Al ver que la popularidad de la mujer no disminuía, el régimen intentó desacreditarla, afirmando que debía lealtad a una potencia extranjera por su matrimonio con un inglés. A medida que se acercaban las elecciones, el gobierno hostigó y amenazó a los líderes de la oposición durante sus campañas. Pese a ello, la Liga Nacional para la Democracia, de Aung San Suu Kyi, ganó más del 80 por ciento de las curules de una asamblea constitucional.
El ejército hizo caso omiso de los resultados. Fue como si jamás se hubieran celebrado elecciones.
En octubre pasado se le otorgó a Aung San Suu Kyi el Premio Nobel de la Paz. Pero mientras el resto del mundo le rendía homenaje, el régimen de Birmania la mantuvo bajo arresto domiciliario en Rangún, con guardias armados frente a la puertade su casa. No se le permite recibir ni enviar cartas, usar el teléfono ni tener visitas. Las autoridades le han dicho que podrá salir en libertad sí acepta el exilio permanente en el extranjero. Aung San Suu Kyi ha declinado la oferta.
- - - -
### Requisito A:
Según el fragmento sobre Aung San Suu Kyi, ¿qué proporción de las curules de la asamblea constitucional obtuvo la Liga Nacional para la Democracia?
### Requisito B:
Transcribe del fragmento sobre Aung San Suu Kyi el pasaje comprendido desde "El ejército hizo" hasta "declinado la oferta.", ambos incluidos.
### Requisito C:
Continúa el fragmento sobre Aung San Suu Kyi a partir de su última oración.
Estas filas provienen de una fuente distinta.

### Datos de máscaras de segmentación:
- - - -
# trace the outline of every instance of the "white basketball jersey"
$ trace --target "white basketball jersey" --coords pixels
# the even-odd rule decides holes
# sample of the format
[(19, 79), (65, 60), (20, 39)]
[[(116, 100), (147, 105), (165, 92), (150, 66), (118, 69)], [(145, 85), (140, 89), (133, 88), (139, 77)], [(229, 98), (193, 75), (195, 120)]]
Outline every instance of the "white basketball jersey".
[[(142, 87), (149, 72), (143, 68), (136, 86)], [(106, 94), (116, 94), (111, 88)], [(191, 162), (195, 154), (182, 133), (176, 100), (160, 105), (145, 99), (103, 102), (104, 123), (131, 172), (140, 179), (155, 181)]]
- - - -
### Resultado del ejercicio A:
Más del 80 por ciento de las curules.

### Resultado del ejercicio B:
El ejército hizo caso omiso de los resultados. Fue como si jamás se hubieran celebrado elecciones.
En octubre pasado se le otorgó a Aung San Suu Kyi el Premio Nobel de la Paz. Pero mientras el resto del mundo le rendía homenaje, el régimen de Birmania la mantuvo bajo arresto domiciliario en Rangún, con guardias armados frente a la puertade su casa. No se le permite recibir ni enviar cartas, usar el teléfono ni tener visitas. Las autoridades le han dicho que podrá salir en libertad sí acepta el exilio permanente en el extranjero. Aung San Suu Kyi ha declinado la oferta.

### Resultado del ejercicio C:
BIRMANIA sigue siendo una tierra de terror mudo. Día con día se secuestra a personas inocentes de lugares públicos y se les obliga a trabajar para el ejército. Los que denuncian estos hechos desaparecen. Se tortura a los prisioneros sin importar su edad.
Para la mayoría de los países, Birmania tal vez no sea muy importante. Sin embargo, al pasar por alto la matanza que se está llevando a cabo allí, el mundo se convierte en un cómplice silencioso.
Mientras tanto, la doctora Cynthia trabaja en su destartalada clínica. En lo profundo de la espesa selva, jóvenes como Win Htun sueñan con la libertad y la democracia... y mueren por su causa. En una ruinosa vivienda de Rangún, Aung San Suu Kyi espera en impotente silencio su liberación y la de su país. Y a todo lo largo y lo ancho de esta atormentada nación, incontables birmanos oran por que llegue el día en que el mundo advierta por fin su sufrimiento, y acuda al rescate de su Tierra Dorada.